▽

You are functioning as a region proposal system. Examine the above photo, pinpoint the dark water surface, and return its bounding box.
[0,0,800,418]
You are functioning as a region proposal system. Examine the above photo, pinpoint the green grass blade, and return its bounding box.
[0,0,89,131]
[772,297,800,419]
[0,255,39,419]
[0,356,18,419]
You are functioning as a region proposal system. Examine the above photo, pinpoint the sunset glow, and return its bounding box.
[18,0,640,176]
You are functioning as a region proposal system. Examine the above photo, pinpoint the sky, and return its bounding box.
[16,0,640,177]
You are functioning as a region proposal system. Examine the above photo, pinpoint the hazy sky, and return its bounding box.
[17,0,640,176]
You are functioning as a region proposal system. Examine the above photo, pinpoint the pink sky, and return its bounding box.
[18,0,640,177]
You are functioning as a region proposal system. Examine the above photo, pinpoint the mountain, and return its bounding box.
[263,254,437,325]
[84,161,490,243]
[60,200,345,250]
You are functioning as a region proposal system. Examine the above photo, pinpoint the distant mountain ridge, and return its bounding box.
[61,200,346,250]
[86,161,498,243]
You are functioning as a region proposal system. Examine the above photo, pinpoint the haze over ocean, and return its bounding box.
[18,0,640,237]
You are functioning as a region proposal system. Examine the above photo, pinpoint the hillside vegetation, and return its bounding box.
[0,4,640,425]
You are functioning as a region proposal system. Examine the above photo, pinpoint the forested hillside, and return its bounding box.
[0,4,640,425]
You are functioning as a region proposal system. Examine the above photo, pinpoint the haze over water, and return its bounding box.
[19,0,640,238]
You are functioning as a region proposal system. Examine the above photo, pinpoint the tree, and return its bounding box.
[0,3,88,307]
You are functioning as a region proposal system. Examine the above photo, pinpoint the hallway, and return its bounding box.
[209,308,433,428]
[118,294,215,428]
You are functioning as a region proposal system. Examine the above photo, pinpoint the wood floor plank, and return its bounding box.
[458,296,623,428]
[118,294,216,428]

△
▽

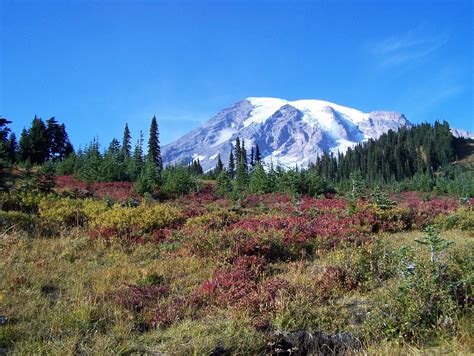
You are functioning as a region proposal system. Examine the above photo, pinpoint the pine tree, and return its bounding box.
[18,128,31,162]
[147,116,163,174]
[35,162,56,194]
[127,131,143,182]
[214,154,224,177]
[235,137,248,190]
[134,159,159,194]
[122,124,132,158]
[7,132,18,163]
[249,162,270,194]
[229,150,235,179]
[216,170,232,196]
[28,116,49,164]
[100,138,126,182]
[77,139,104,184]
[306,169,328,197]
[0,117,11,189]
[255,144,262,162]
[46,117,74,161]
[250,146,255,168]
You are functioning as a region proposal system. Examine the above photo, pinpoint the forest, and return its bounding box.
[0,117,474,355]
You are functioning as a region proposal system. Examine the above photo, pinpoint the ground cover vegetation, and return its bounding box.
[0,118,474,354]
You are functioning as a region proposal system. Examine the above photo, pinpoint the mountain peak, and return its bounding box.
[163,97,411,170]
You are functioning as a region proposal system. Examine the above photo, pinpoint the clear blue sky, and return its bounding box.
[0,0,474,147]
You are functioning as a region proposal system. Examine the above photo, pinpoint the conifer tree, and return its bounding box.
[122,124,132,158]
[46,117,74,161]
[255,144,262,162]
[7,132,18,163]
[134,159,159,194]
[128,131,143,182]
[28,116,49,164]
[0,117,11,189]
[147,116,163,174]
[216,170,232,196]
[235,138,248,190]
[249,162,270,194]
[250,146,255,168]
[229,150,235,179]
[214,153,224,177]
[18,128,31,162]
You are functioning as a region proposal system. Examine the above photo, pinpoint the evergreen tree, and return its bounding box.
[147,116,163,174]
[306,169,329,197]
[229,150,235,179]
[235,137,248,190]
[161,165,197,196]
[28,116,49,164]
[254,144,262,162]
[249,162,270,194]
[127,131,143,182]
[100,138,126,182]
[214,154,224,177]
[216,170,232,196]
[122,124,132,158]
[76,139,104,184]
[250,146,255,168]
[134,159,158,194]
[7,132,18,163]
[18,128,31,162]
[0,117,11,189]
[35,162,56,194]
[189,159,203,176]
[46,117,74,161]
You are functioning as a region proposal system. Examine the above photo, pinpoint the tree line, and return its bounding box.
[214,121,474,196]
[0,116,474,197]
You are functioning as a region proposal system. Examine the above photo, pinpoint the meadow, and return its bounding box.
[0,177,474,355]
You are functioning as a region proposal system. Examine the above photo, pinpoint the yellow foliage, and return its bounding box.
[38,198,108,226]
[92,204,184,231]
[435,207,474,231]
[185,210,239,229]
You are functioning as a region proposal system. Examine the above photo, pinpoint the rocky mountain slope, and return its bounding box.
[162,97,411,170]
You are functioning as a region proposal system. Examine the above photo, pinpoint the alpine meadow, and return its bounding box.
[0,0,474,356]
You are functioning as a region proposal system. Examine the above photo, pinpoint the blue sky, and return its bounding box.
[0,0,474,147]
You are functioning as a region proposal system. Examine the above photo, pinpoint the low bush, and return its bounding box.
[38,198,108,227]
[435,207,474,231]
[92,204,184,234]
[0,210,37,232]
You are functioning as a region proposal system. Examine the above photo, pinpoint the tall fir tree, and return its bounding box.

△

**EXERCISE DESCRIPTION:**
Count the lines above that contain the word "vegetation", with case counting. Reply with the number only.

**WRITTEN RESPONSE:**
2